Items listed in a dataset
****************************************

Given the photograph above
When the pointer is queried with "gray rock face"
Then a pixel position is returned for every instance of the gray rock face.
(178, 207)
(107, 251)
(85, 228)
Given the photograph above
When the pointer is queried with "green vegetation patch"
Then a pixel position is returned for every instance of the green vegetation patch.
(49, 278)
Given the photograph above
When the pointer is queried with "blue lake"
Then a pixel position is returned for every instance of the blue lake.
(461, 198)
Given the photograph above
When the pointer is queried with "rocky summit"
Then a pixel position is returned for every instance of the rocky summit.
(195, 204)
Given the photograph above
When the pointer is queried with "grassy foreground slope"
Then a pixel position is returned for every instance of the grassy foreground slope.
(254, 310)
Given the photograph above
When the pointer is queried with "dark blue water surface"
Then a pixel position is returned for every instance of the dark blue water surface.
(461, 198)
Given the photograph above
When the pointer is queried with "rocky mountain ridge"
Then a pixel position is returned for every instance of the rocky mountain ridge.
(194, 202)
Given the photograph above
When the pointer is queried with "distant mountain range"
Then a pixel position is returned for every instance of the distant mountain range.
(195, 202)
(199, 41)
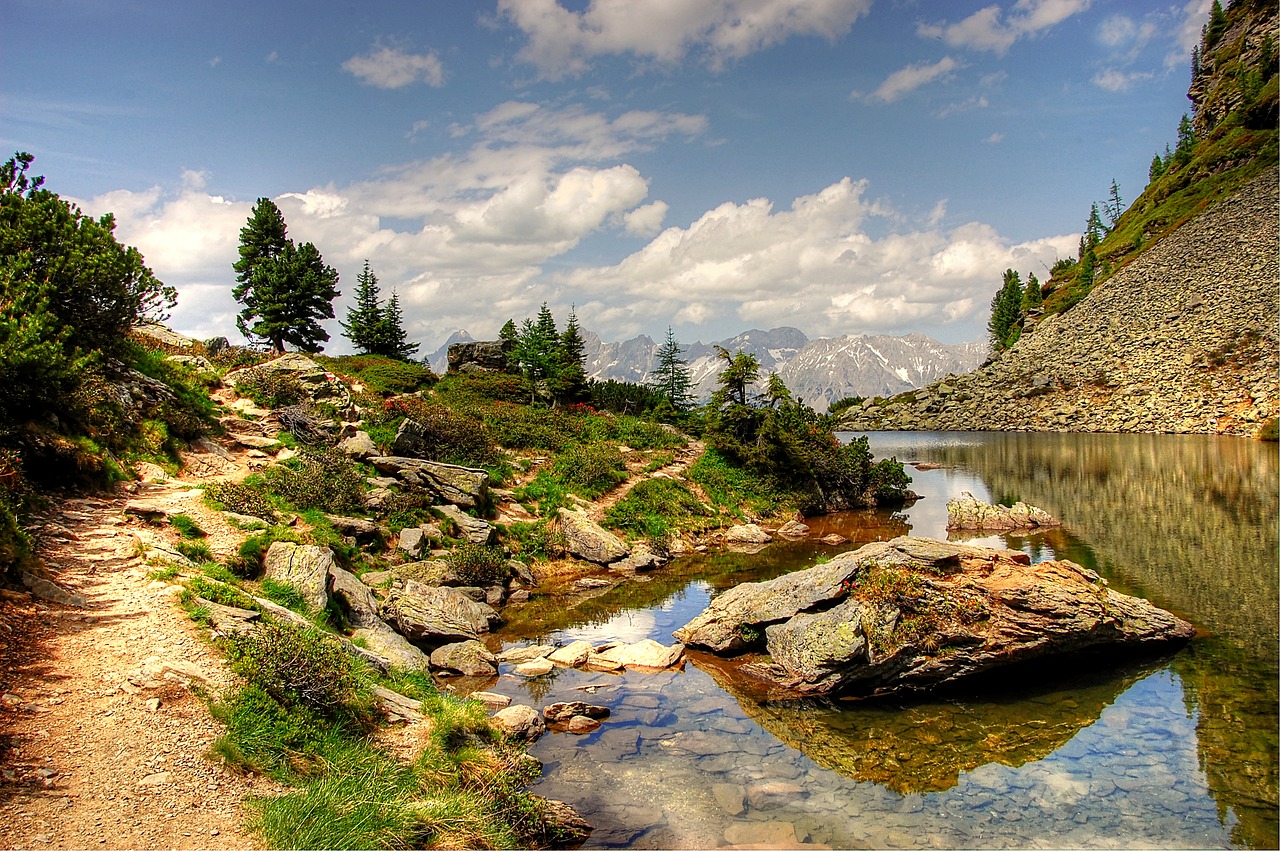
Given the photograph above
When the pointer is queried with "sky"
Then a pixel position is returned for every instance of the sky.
(842, 167)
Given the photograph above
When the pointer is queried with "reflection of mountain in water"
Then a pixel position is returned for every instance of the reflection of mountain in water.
(1188, 522)
(924, 747)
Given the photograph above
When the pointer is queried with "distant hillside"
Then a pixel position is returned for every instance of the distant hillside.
(1178, 332)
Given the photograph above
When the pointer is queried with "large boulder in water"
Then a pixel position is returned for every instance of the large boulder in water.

****************************************

> Description of the task: Would you copy out every entry above word for word, without the pictures?

> Final answer:
Given the photograph above
When the pointer is queried with "gray rock face"
Then a pixel position is returned for every instance of the gray rock face.
(178, 207)
(107, 251)
(85, 228)
Given the photograph above
When the pointer is queried with "green vegetation patch"
Then a pixel position is returned for every instance of the green vegetation patch.
(49, 278)
Given the photograph above
When the pointer is queried with "blue lake"
Then a pixel position is returned for every instance of the blue lake.
(461, 198)
Given the photograph above
When the pointer is queried with "rocky summit"
Then a pixel position is returned for every instance of the rocky summit.
(195, 204)
Given the photograph above
When the pointer is queried with "grassy foreground slope"
Then a pixel position is returned for every instance of the grassy foreground slope.
(254, 310)
Given the photograph above
When the pointer is queried with "dark blue water surface"
Then a pixel position is returned for every instance of the dark blue water surface.
(461, 198)
Given the photograph above
When the pointer is queried with "rocky mountain ridge"
Then a pixel position is returned for every instance of the rocky mountain ridge.
(194, 202)
Given the photograph above
When the pointer is queried with "distant mountain range"
Then a pixel position is returned for every instance of the distant mountain range.
(195, 202)
(199, 41)
Given the photograph above
When the pointer is queried with "sky"
Then a pixel position is returned for every instance of the sky.
(842, 167)
Given the photograph above
When the pointer is queried with "reflection of mountain in water"
Then a pixel position is returned for every instance of the reflection of mountain in water.
(1188, 522)
(924, 747)
Given the photograph above
When the pointer is queried with "distant hillside"
Then a pixel position is returned for every instance of the distant hillside.
(1178, 332)
Given the photograph above
When the pointer is queried with "large boulder in water"
Then a pixel position is returned for every instance of the large boulder in water.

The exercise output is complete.